▶ **Passage shown**:
□ □ □ □ □ □ □
11th President of the University of Kentucky
- In office July 1, 2001 – June 30, 2011
- Preceded by: Charles T. Wethington Jr.
- Succeeded by: Eli Capilouto

Personal details
- Born: May 6, 1946 (age 79) Earlington, Kentucky

= Lee T. Todd Jr. =

American academic administrator

Lee Trover Todd Jr. (born May 6, 1946) is an American who served as the 11th president of the University of Kentucky in Lexington, Kentucky.

==Early life and education==
Todd was born in 1946 in Earlington, Kentucky, a small town close to Madisonville. He earned a bachelor's degree in electrical engineering from the University of Kentucky in 1968. He went on to earn his master's and doctoral degrees in electrical engineering from the Massachusetts Institute of Technology in 1970 and 1973. Todd studied at MIT thanks in part to a fellowship from the Hertz Foundation, following a personal encouragement from Edward Teller. He returned to UK in 1974 and served as an electrical engineering associate professor until 1983.
□ □ □ □ □ □ □
▶ **What to do**:
• a. Answer these questions from the Todd passage:
(i) Who preceded Todd as president of the University of Kentucky?
(ii) In what year did Todd earn his bachelor's degree?
(iii) Until what year did Todd serve as an electrical engineering associate professor?
• b. Repeat the part of the Todd passage that opens with the words "American academic administrator" and closes with "professor until 1983.".
• c. Say whether each statement agrees with the Todd passage, and quote the words that decide it:
(i) Todd earned his doctoral degree from the Massachusetts Institute of Technology.
(ii) Charles T. Wethington Jr. succeeded Todd as president.
(iii) Todd's fellowship came from the Hertz Foundation.
The lines that come after this sentence play no part in the work on the Todd passage.

▶ **Source material**:
□ □ □ □ □ □ □
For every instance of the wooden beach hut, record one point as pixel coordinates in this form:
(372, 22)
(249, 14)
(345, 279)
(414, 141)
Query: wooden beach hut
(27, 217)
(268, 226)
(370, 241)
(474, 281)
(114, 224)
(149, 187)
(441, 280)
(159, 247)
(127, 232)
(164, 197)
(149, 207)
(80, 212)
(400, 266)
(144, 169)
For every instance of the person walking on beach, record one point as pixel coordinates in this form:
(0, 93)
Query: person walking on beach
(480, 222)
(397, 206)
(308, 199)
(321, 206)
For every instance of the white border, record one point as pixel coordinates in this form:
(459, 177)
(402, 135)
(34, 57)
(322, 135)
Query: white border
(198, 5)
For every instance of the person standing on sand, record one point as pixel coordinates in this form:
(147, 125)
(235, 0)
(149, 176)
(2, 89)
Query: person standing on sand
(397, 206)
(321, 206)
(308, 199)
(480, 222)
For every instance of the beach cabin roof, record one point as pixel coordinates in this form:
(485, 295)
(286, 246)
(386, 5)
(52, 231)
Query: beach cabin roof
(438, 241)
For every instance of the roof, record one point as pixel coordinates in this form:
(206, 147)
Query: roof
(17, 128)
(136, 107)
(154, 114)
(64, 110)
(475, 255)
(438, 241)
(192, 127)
□ □ □ □ □ □ □
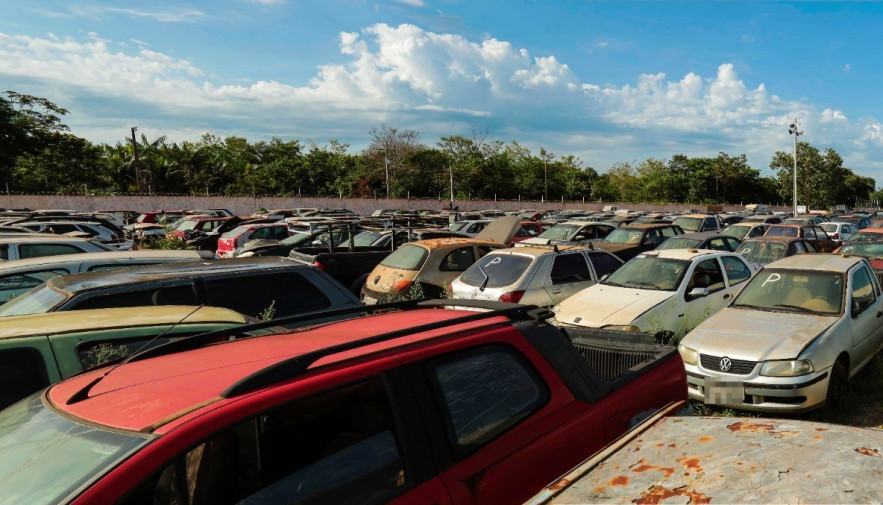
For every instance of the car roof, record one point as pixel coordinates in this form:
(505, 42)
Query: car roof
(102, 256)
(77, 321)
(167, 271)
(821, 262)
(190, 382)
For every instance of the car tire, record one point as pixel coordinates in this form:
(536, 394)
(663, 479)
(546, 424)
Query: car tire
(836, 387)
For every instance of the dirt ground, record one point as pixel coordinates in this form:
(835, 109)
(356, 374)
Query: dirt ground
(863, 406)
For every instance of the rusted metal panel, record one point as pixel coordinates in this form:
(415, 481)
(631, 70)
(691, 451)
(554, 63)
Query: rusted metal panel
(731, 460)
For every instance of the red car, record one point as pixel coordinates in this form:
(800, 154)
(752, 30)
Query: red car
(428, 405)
□ □ □ □ □ □ □
▶ **Problem solutions**:
• a.
(i) Charles T. Wethington Jr.
(ii) 1968
(iii) 1983

• b.
American academic administrator

Lee Trover Todd Jr. (born May 6, 1946) is an American who served as the 11th president of the University of Kentucky in Lexington, Kentucky.

==Early life and education==
Todd was born in 1946 in Earlington, Kentucky, a small town close to Madisonville. He earned a bachelor's degree in electrical engineering from the University of Kentucky in 1968. He went on to earn his master's and doctoral degrees in electrical engineering from the Massachusetts Institute of Technology in 1970 and 1973. Todd studied at MIT thanks in part to a fellowship from the Hertz Foundation, following a personal encouragement from Edward Teller. He returned to UK in 1974 and served as an electrical engineering associate professor until 1983.

• c.
(i) Yes: "He went on to earn his master's and doctoral degrees in electrical engineering from the Massachusetts Institute of Technology in 1970 and 1973."
(ii) No: "Succeeded by: Eli Capilouto"
(iii) Yes: "a fellowship from the Hertz Foundation"